Denetlemeleri hiç olmazsa bu sene sıkı tutun / Allah aşkına çevremizi temiz tutalım
DENETLEMELERİ HİÇ OLMAZSA BU SENE SIKI TUTUN
Bunu kime söylüyoruz?
Tabi ki Zonguldak Tarım ve Orman il müdürlüğüne.
Geçen yıl denetlemeleriniz sıfırdı.
Hele hamsiler kıl kadardı.
Her gün önünden geçtiğiniz balık satıcılarının tezgahları incecik hamsilerle doluydu.
Kimse çıkıpta bu rezalet ne demedi.
Kıl kadar hamsiler tezgahları süsledi.
Sizlerde gidip bu hamsilerden alıp evlerinizde yediniz.
Eğer böyle giderse gün gelecek hamsiyi kitaplarda göreceğiz.
Nesli tükenen balık diye.
Şimdi tezgahlarda çingene palamut'u satılıyor.
Küçücük balıklar.
Keşke av sezonunu biraz daha öteleseydiniz.
Çingene palamutları büyüyüp torik olsalardı.
Denetleme olmazsa.
Yasaklara uyum olmazsa.
Küçücük palamutları yemek zorunda kalacağız.
Ben bu sene denetlemelerin sıkı olmasını bekliyorum.
Bunları yakalayanlar.

* _Veri Kümesi İçeriği_:
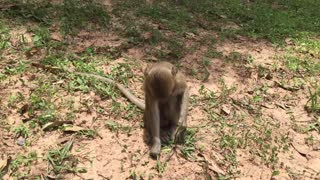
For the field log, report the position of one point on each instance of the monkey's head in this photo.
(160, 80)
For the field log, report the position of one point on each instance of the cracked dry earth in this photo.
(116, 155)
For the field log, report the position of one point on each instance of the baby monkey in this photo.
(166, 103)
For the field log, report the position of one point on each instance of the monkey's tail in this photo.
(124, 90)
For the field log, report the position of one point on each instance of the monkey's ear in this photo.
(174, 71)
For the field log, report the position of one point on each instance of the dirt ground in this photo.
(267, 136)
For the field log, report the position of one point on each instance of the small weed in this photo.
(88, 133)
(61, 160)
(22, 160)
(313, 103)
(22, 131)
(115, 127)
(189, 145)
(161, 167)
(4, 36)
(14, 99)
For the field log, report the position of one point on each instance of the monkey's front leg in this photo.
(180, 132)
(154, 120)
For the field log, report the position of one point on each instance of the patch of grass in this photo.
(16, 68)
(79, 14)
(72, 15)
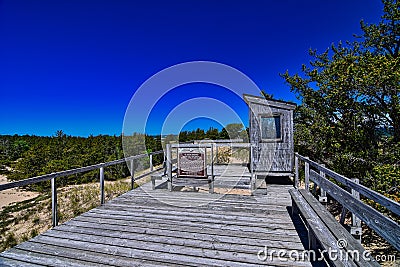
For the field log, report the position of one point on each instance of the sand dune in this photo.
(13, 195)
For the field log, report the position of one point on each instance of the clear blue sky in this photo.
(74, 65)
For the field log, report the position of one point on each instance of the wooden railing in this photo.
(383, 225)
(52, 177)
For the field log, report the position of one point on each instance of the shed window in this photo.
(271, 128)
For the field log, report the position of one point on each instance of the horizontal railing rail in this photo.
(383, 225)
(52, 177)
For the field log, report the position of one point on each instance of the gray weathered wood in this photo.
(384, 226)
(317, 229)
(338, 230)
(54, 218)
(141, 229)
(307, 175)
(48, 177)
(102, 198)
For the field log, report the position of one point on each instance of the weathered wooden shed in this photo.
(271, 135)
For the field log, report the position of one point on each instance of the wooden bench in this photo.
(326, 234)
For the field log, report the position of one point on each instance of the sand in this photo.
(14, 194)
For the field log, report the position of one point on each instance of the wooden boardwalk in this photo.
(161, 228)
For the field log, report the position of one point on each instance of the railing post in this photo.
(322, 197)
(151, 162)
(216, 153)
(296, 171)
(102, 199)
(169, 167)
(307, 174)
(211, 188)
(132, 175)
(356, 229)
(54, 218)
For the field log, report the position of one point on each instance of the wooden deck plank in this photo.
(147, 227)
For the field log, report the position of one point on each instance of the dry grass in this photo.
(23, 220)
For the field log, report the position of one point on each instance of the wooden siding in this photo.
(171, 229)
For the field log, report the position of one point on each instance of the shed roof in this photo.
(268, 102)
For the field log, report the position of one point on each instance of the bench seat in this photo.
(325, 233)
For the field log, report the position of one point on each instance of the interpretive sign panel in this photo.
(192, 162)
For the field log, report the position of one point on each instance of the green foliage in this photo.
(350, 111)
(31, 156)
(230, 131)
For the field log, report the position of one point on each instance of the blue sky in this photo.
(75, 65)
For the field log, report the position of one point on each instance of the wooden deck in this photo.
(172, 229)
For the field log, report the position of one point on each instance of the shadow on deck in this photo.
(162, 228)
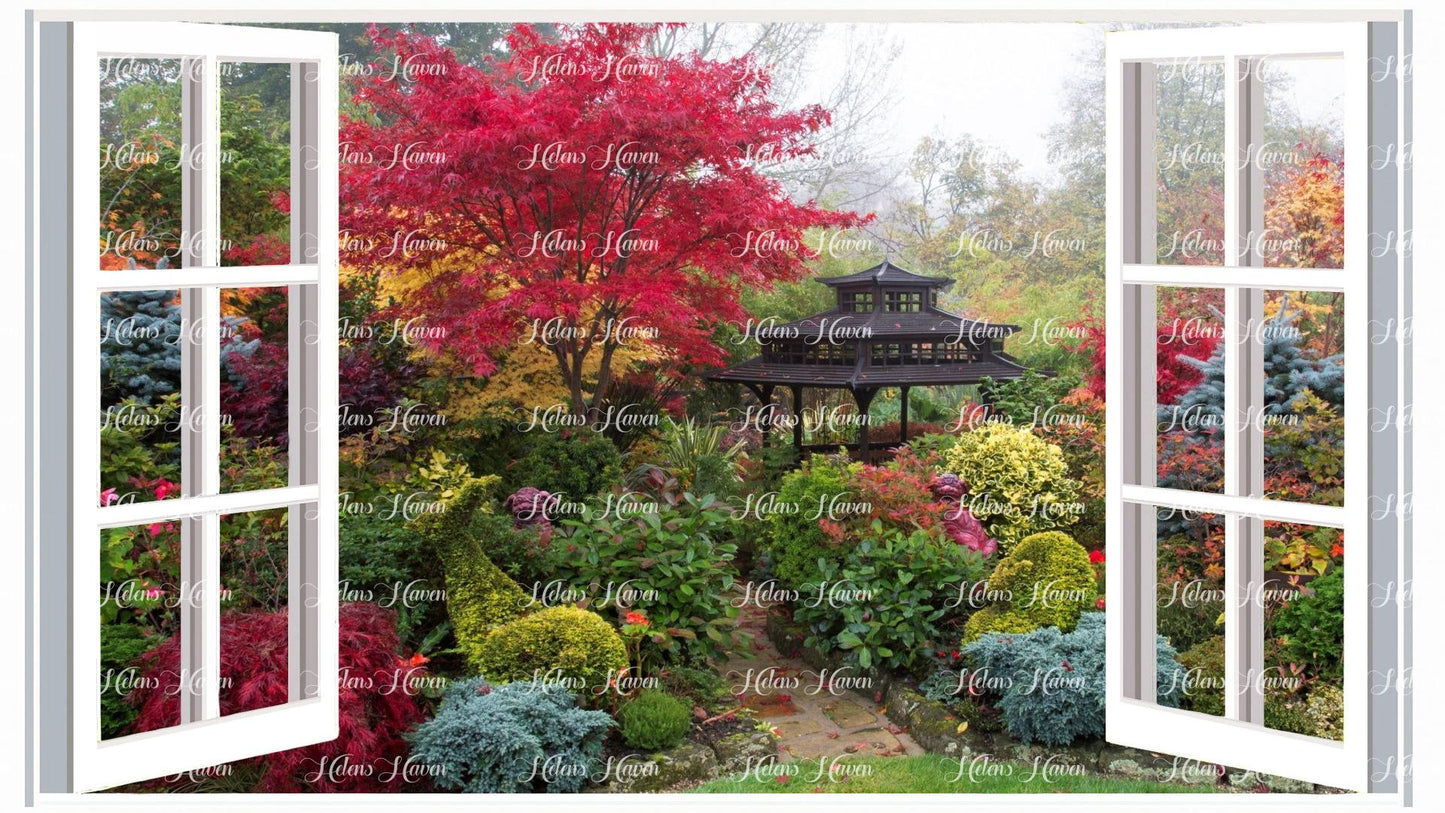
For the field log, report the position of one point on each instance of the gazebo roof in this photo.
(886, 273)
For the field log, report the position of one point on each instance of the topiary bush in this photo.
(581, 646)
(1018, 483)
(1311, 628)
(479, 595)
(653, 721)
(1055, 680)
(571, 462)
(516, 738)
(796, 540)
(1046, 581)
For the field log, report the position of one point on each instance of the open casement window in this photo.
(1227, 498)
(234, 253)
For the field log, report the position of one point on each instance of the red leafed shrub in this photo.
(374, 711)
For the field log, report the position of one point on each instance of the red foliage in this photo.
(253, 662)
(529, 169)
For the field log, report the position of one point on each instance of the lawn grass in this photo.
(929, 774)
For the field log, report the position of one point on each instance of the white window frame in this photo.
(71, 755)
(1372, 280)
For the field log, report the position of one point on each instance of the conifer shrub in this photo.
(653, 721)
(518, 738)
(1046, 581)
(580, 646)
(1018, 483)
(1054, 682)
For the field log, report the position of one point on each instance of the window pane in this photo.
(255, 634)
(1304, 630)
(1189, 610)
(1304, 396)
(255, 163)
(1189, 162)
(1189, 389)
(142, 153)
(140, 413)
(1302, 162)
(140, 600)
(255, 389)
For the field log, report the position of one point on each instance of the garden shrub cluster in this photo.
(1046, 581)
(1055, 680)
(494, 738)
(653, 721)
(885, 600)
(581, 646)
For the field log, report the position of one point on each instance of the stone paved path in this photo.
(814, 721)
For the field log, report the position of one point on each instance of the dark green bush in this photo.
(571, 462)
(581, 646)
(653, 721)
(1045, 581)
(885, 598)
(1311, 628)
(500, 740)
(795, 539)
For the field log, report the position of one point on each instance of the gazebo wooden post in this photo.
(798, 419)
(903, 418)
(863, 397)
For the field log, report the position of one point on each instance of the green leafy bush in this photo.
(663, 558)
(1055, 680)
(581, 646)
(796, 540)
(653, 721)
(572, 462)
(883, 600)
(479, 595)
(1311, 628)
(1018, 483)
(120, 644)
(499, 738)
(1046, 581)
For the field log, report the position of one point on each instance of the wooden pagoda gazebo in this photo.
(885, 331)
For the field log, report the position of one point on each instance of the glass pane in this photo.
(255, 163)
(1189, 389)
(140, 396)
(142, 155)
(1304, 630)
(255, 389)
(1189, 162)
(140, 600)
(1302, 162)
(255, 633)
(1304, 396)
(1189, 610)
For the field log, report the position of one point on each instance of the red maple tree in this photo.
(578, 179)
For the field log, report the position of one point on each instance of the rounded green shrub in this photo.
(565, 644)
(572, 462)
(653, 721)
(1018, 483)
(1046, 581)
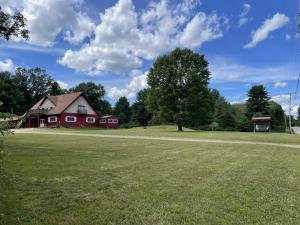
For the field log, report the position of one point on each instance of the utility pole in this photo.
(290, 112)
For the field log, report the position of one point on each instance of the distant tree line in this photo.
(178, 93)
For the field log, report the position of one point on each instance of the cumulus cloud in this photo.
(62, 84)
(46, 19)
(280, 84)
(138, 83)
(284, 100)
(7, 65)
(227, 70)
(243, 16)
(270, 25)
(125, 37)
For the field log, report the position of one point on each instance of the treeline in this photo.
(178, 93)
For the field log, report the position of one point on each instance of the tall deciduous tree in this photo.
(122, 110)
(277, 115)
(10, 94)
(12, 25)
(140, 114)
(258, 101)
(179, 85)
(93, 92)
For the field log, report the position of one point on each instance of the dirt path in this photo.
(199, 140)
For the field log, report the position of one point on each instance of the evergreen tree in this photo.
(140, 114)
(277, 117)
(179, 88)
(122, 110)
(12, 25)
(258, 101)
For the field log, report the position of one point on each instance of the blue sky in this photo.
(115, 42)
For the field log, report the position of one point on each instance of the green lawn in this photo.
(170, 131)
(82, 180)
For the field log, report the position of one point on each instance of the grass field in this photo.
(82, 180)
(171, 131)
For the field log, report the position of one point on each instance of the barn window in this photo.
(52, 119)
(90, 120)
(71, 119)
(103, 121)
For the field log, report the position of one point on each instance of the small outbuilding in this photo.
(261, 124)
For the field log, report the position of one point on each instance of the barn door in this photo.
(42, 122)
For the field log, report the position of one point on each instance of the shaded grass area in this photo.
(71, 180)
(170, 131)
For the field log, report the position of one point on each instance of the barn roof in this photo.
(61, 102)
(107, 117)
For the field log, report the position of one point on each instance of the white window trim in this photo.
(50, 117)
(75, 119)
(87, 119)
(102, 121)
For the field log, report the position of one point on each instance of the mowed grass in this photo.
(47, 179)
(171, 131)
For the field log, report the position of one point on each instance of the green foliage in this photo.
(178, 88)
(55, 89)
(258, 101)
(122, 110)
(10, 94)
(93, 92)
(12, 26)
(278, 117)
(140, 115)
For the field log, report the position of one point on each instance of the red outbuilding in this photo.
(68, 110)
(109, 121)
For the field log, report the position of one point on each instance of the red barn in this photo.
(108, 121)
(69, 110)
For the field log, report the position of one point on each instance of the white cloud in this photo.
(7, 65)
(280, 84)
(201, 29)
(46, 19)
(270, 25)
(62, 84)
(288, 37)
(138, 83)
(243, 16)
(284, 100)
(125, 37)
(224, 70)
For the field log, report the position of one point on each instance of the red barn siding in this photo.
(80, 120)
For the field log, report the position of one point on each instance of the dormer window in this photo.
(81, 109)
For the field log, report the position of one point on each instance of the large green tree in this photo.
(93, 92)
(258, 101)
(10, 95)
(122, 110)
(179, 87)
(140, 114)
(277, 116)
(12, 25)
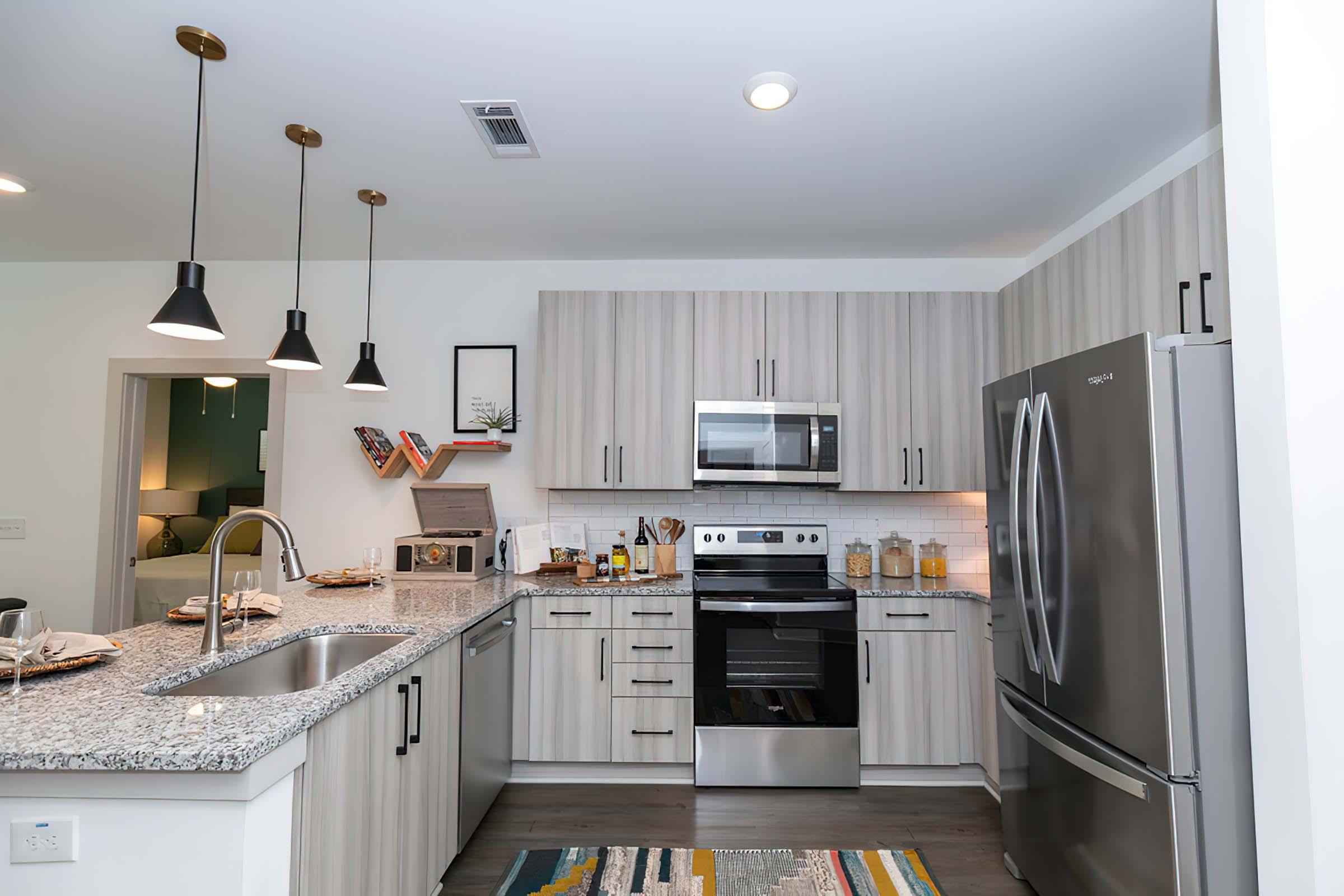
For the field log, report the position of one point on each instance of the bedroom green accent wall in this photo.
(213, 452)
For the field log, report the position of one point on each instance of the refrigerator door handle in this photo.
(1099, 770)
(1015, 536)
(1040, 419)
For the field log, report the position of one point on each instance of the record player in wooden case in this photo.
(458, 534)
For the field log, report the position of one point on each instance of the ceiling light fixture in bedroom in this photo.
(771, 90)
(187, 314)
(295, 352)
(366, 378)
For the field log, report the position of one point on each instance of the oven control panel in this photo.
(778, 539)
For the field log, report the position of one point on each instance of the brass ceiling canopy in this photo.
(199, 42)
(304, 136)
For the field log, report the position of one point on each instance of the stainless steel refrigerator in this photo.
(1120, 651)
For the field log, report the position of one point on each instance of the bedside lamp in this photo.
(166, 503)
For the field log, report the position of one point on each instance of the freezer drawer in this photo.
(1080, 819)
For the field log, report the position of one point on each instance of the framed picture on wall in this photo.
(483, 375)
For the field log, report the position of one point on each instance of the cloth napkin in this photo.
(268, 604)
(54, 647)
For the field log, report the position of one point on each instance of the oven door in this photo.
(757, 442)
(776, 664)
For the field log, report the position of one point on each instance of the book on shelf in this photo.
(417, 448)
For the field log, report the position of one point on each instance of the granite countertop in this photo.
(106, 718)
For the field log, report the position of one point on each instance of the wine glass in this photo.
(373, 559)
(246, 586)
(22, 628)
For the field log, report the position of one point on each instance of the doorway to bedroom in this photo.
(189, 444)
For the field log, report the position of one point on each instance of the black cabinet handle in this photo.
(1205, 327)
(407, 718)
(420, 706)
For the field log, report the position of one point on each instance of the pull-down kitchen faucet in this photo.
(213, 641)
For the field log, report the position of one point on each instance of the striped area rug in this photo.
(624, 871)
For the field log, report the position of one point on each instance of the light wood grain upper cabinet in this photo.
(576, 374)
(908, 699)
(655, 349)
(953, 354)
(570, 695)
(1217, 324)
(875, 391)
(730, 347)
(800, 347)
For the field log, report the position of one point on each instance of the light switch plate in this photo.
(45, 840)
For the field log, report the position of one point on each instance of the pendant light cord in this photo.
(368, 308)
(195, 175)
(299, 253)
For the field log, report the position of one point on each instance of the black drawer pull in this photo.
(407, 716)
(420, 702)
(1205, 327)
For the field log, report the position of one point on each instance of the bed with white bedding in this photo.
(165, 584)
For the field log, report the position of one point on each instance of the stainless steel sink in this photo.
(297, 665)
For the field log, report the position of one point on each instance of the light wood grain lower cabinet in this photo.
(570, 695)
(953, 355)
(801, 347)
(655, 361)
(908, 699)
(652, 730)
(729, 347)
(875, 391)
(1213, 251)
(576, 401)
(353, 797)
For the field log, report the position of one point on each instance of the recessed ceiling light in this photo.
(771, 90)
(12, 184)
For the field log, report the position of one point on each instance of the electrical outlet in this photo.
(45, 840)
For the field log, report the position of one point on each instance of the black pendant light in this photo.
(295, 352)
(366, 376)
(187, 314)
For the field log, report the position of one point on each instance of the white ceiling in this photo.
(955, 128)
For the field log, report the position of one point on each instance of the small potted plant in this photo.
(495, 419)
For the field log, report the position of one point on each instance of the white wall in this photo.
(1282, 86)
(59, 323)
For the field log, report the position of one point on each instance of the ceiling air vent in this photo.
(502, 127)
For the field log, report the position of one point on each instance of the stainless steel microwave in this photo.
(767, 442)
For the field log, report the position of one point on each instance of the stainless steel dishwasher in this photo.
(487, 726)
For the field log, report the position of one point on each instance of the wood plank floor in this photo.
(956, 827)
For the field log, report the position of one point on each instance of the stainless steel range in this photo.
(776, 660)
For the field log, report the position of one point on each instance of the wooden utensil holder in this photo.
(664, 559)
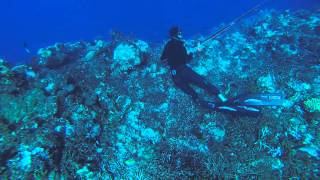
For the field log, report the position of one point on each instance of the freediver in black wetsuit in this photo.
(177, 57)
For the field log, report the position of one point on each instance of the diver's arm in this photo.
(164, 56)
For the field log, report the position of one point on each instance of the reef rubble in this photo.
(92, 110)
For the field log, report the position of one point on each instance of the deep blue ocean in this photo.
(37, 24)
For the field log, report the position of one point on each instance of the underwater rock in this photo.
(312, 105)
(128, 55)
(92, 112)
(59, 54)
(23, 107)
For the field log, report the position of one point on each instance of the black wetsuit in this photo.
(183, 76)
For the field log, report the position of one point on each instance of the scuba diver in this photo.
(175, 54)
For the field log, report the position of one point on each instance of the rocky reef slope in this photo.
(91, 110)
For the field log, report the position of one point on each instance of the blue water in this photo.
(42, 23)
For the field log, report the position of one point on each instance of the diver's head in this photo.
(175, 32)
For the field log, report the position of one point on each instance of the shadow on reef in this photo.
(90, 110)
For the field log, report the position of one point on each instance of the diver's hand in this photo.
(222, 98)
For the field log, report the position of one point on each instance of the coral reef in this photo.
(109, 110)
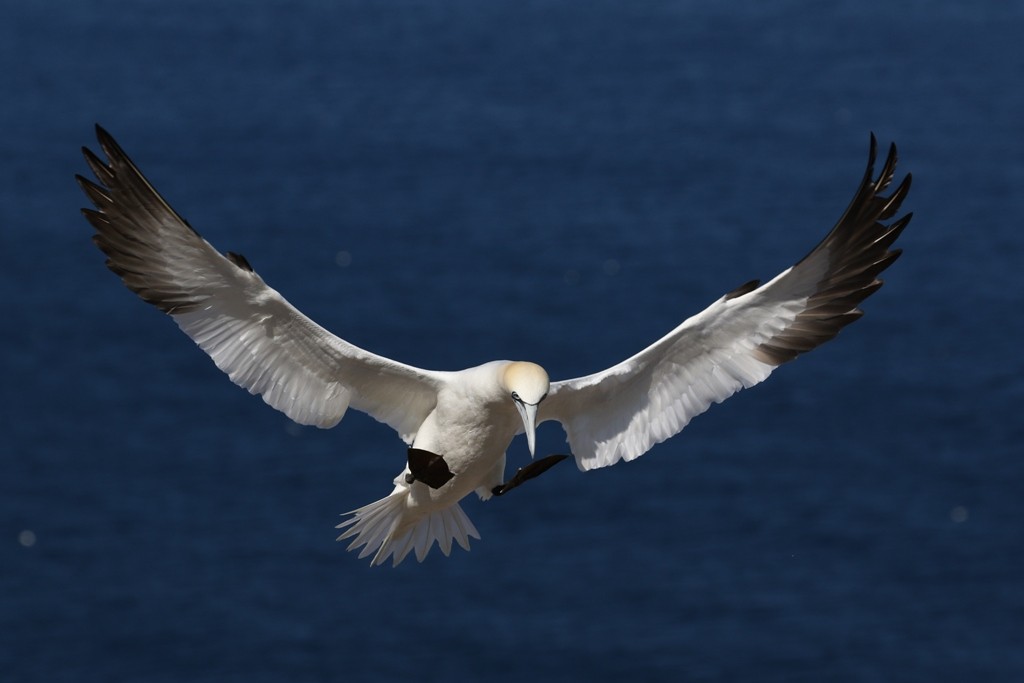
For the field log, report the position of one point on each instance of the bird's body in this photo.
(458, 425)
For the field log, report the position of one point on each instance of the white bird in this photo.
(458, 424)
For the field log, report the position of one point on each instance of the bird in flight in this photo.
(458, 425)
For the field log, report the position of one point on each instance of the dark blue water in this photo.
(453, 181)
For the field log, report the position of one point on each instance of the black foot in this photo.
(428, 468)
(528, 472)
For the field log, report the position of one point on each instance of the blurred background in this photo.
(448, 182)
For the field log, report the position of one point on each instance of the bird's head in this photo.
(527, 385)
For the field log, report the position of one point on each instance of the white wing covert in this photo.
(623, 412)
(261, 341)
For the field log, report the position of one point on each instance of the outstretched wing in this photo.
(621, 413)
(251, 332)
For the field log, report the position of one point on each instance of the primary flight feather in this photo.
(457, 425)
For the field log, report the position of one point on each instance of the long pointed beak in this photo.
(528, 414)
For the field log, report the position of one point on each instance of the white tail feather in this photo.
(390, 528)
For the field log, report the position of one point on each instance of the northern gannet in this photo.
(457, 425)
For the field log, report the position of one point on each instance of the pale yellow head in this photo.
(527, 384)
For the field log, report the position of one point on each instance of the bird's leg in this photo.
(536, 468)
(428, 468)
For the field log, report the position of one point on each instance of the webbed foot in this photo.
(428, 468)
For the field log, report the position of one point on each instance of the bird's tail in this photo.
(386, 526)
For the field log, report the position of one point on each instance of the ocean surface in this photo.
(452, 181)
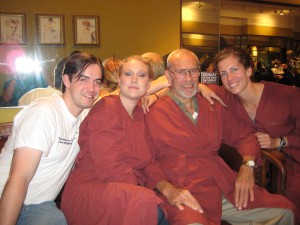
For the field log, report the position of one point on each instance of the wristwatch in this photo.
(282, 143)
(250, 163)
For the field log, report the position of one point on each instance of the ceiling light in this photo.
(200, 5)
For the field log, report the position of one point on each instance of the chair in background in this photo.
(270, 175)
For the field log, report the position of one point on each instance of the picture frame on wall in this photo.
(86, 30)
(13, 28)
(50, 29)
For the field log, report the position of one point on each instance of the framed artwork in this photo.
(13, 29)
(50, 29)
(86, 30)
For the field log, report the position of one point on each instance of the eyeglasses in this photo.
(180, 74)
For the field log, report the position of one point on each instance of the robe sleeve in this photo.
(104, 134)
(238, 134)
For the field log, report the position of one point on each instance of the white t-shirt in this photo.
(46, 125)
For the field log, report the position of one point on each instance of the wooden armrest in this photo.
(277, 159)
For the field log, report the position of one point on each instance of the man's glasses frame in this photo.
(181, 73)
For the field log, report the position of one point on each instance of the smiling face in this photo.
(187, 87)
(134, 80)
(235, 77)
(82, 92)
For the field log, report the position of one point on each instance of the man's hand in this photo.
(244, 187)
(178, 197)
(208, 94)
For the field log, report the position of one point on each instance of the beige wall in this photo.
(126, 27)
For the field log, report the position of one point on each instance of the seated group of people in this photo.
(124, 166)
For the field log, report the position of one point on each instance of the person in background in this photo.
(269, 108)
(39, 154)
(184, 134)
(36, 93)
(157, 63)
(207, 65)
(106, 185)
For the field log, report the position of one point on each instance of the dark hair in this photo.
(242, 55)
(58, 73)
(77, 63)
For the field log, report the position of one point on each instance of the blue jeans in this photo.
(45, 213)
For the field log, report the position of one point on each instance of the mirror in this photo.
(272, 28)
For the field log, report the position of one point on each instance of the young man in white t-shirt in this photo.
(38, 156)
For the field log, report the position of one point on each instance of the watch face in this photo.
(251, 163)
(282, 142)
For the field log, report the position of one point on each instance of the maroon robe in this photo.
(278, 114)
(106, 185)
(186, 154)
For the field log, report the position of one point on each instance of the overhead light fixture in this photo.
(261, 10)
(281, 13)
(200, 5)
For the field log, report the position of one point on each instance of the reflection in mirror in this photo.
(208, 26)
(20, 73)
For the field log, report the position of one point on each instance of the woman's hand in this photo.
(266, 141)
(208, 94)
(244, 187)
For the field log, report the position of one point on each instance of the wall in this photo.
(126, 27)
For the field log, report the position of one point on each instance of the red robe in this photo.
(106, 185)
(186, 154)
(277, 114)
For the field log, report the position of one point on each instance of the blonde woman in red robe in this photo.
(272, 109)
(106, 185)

* _Görev Listesi_:
(1) Balık avı denetimlerine ilişkin metinde, denetimlerin sıkı tutulması çağrısı hangi kuruma yöneltilmektedir?
(2) Balık avı denetimlerine ilişkin metni, son cümlesinden itibaren sürdürünüz.
Girdilerin, balık avı denetimlerine ilişkin metinle herhangi bir ilgisi bulunmamaktadır.

* _Yanıtlar_:
(1) Zonguldak Tarım ve Orman İl Müdürlüğüne.

(2)
Satın alıp satanlar.
Bu balıkları satın alıp yemek için evlerine getirenlere de yüklüce ceza kesilmesi gerekir.
Eğer bizler böyle küçük balıkları satın almazsak ellerinde kalır.
Balık satıcıları da bu küçük balıkları satmadıkları için yakalayanlardan almazlar.
Bu balık avcıları da böyle balık tutmazlar.
Talep olmazsa arzda olmaz.
Herkes görevini layığıyla yapsın artık.
Salla başını al maaşını olmuyor artık.
Rahat koltuklarınızdan kalkın da biraz görev yapın.
Çalışanlara hayırlı görevler diyoruz.
Kolay gelsin.
ALLAH AŞKINA ÇEVREMİZİ TEMİZ TUTALIM
Doğayı ve çevremizi çöplük gibi kullanıyoruz.
Yediklerimiz içtiklerimizi arabalarımızın camından dışarı atıyoruz.
Ormanlara dere kenarlarına pikniğe gidiyoruz.
Piknik sonrası hiç bir çöpü toplamadan çekip gidiyoruz.
Güya temiz çevre istiyoruz.
Dün bir kaç video seyrettim.
Doğu Karadeniz yaylalarında çekilmiş.
Her taraf plastik şişe, cam şişe ve naylon poşet dolu.
İnsanlar bazen bir birlerine kızdıkları zaman "hayvan" derler.
Hayvanlar asla doğayı kirletmiyorlar.
Plastik şişe atmazlar çevreye.
Cam şişe kırmazlar.
Naylon poşet kullanmazlar.
Sadece dışkılarını bırakıp otlayıp giderler.
Dışkıları da gübre olarak bitkilere yararlı.
Bizlerin neleri çevreye yararlı?
Hiç bir şeyimiz.
Okullarda çevre bilincinin işlenmesi gerekir.
Peki bu bilinci öğretecek olanlar biliyor mu?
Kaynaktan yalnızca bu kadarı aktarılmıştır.